> EXERCISE GOAL
Report, from the records below, every line where the word "instance" appears.

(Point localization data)

+ + + + + + +

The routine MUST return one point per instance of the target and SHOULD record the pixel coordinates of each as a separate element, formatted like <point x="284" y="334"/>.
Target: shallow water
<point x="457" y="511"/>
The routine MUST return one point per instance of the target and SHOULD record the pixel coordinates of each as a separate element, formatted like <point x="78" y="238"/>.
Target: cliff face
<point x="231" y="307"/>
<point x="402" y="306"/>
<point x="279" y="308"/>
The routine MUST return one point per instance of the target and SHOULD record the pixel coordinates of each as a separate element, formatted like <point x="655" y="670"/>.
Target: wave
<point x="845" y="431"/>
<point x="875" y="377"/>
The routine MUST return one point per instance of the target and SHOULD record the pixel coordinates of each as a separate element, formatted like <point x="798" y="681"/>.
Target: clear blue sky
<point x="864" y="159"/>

+ + + + + + +

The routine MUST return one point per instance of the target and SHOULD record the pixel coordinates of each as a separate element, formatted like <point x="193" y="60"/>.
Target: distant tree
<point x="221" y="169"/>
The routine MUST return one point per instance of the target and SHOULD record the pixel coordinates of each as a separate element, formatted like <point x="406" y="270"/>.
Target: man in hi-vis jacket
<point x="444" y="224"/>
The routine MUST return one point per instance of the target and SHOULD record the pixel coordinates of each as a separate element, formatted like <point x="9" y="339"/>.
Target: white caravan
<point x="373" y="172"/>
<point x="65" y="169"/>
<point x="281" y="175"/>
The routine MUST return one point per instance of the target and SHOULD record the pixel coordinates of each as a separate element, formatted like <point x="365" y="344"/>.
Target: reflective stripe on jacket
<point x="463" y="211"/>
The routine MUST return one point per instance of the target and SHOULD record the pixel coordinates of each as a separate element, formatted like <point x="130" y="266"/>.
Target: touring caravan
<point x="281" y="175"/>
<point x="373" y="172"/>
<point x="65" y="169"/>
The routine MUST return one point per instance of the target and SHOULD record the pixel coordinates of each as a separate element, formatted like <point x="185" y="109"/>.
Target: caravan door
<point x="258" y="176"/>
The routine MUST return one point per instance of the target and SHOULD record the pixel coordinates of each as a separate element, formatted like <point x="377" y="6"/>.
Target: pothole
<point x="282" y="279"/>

+ + + + + + +

> EXPECTED ANSWER
The routine MUST return one point per instance of the target and SHOULD record the pixel coordinates of each as a separate element, formatted like <point x="284" y="334"/>.
The routine MUST return one point per instance of the target and SHOULD record the pixel coordinates of each as a separate element, formatted like <point x="78" y="238"/>.
The routine MUST return one point per instance of the target and SHOULD record the pixel coordinates of each as a separate element, formatted like <point x="655" y="670"/>.
The routine MUST return one point per instance of the target and SHOULD record the pixel coordinates of each as a separate element, formatted like <point x="798" y="681"/>.
The routine MUST return one point per instance of the target and SHOULD record the pixel coordinates of each as a separate element, formatted like <point x="193" y="60"/>.
The routine MUST return one point per instance of the target and SHOULD record the pixel coordinates of each as a separate element, formatted like <point x="406" y="270"/>.
The routine MUST return one point per instance of the target and SHOULD record the pixel coordinates of each as a separate element, formatted like <point x="9" y="339"/>.
The routine MUST return one point per instance of the target and SHOULD record the pixel coordinates of each as a separate element, formatted like <point x="365" y="344"/>.
The routine MUST return one point per instance of the target and SHOULD record the pixel coordinates of each as a separate element, formatted like <point x="130" y="266"/>.
The routine MUST return one point per instance of the target and SHOULD record the pixel coordinates of each as a separate element, formatted like <point x="185" y="109"/>.
The routine MUST return one point per instance of the target and SHOULD record the pixel coordinates of each as a separate element, formatted like <point x="377" y="6"/>.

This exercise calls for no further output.